-- Directive --
Rewrite the listing starting at the line containing "the performer in" and ending at the line containing "[[236, 158]]", with "white beard" changed to "gray beard" and everything else left as it is.

-- Given records --

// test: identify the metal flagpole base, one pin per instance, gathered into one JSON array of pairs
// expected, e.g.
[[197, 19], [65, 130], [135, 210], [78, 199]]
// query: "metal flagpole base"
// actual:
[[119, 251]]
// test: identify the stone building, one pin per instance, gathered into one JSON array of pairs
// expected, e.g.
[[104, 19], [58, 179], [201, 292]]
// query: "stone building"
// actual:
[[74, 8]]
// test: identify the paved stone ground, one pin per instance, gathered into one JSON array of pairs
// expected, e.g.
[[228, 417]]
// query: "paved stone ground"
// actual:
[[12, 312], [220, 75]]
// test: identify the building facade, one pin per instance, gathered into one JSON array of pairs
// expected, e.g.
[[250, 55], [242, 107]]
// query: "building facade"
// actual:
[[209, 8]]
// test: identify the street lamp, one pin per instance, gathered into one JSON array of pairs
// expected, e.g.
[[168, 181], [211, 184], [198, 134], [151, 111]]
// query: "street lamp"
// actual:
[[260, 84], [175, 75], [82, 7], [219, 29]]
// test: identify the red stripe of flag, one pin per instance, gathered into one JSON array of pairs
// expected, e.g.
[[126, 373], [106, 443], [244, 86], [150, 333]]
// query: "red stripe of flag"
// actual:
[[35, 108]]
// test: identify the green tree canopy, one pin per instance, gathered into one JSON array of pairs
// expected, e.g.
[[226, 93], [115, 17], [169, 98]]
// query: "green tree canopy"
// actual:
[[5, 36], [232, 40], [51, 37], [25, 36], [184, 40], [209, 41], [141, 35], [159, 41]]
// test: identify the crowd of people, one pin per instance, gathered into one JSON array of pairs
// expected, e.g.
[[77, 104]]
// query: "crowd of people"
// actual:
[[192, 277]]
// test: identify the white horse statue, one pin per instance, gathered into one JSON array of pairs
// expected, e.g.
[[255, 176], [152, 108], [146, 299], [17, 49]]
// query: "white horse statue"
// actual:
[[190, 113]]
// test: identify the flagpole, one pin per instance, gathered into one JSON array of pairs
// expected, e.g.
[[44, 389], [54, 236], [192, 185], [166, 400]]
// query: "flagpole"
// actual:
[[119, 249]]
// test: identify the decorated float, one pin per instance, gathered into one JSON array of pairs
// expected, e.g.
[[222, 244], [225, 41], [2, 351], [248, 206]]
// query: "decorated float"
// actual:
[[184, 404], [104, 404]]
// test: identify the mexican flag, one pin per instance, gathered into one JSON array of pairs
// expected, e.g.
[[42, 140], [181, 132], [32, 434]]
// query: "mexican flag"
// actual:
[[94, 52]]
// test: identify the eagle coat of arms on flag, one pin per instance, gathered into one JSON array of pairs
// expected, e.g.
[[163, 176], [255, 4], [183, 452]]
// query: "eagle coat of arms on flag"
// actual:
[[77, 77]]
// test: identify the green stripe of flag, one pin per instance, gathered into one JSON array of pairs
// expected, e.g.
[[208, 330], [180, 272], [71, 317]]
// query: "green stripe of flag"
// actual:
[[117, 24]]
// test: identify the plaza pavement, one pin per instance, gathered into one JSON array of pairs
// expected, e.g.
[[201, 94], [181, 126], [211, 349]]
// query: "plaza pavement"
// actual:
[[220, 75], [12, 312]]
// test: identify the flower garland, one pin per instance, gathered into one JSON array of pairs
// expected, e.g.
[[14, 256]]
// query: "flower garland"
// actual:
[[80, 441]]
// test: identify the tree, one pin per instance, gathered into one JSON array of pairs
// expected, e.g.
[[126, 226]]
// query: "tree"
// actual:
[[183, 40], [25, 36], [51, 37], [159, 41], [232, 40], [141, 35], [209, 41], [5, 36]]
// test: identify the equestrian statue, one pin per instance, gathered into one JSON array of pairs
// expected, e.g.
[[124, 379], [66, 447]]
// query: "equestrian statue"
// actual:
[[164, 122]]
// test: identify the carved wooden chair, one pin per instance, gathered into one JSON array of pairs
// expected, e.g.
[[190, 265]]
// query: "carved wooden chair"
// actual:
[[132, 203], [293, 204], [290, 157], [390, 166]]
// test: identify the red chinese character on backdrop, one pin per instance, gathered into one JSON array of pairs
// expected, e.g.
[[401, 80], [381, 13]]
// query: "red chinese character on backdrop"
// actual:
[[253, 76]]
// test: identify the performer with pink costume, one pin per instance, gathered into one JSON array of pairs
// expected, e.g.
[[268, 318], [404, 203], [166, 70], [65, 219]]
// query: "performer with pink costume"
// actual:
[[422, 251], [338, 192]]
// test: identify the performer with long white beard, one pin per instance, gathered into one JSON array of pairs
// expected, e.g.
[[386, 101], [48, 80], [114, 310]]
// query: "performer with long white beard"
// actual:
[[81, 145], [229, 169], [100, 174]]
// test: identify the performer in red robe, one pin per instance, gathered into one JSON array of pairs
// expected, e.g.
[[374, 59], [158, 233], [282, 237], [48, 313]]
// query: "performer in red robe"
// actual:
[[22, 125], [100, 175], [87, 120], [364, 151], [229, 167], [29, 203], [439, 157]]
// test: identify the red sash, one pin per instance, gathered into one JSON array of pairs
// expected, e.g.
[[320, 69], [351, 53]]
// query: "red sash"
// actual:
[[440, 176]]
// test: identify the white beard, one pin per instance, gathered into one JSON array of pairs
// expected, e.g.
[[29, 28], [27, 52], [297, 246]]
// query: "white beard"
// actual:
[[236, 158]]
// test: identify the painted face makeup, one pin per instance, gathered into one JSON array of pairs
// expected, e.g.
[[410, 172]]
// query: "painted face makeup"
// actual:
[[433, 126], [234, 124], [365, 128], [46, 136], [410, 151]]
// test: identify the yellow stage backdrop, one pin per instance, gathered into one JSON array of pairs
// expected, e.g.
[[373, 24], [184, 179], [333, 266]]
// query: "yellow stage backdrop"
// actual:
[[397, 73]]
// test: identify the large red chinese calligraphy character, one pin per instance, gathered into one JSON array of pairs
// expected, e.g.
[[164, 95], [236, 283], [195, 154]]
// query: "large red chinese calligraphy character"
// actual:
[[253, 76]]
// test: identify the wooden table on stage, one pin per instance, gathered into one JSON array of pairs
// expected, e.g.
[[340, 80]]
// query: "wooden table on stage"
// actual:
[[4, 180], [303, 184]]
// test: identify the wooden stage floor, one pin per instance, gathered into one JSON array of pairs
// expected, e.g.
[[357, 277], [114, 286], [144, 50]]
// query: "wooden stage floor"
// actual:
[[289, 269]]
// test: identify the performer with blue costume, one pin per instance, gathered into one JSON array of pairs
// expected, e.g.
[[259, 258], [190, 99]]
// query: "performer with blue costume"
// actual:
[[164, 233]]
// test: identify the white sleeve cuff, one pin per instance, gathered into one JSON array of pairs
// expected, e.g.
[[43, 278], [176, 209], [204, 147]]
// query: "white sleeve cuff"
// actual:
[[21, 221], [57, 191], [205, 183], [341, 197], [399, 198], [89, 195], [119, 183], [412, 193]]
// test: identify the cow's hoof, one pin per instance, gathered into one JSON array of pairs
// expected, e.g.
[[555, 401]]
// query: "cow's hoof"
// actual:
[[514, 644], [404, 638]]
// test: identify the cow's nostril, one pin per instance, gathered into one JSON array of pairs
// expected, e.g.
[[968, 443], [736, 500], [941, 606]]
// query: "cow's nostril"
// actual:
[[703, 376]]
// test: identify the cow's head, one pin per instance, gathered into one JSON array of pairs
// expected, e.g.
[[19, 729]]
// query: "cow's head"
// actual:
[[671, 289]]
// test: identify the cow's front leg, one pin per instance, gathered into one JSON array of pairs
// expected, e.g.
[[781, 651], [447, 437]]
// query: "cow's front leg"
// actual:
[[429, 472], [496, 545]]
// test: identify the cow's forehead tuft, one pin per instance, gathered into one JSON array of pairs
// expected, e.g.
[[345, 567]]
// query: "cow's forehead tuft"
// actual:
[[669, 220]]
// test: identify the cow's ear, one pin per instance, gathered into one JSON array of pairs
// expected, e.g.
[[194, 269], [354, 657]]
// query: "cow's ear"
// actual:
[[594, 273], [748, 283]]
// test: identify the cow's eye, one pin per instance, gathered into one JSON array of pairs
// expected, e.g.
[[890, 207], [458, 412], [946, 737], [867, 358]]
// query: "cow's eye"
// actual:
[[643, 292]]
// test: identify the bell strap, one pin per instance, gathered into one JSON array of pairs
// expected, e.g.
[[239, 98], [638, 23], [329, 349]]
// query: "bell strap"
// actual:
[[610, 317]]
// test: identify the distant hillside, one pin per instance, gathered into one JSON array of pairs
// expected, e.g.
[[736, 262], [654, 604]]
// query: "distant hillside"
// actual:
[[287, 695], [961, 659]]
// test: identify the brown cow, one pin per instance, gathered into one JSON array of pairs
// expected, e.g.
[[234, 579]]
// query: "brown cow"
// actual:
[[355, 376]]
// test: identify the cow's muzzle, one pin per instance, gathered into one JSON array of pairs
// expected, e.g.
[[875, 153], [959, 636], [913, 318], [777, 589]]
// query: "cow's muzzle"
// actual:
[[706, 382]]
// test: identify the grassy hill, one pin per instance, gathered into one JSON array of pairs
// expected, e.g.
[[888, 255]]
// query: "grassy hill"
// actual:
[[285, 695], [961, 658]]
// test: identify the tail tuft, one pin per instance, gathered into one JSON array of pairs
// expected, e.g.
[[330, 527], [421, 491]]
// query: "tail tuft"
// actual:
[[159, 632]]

-- Response to the exercise --
// test: identify the performer in red robe, one pin per instance, gathered into one JSON array of pairs
// expected, e.g.
[[374, 59], [158, 233], [282, 237], [48, 313]]
// query: "performer in red robe"
// actual:
[[22, 125], [100, 175], [87, 120], [364, 151], [229, 167], [29, 203], [439, 157]]
// test: identify the red sash, one pin per instance, gathered into one JSON array of pairs
// expected, e.g.
[[320, 69], [351, 53]]
// query: "red sash"
// actual:
[[440, 176]]
// test: identify the gray beard, one pin per instance, gathered into one JSON array of pairs
// expected, e.g.
[[29, 28], [27, 52], [297, 246]]
// query: "gray beard"
// actual:
[[236, 158]]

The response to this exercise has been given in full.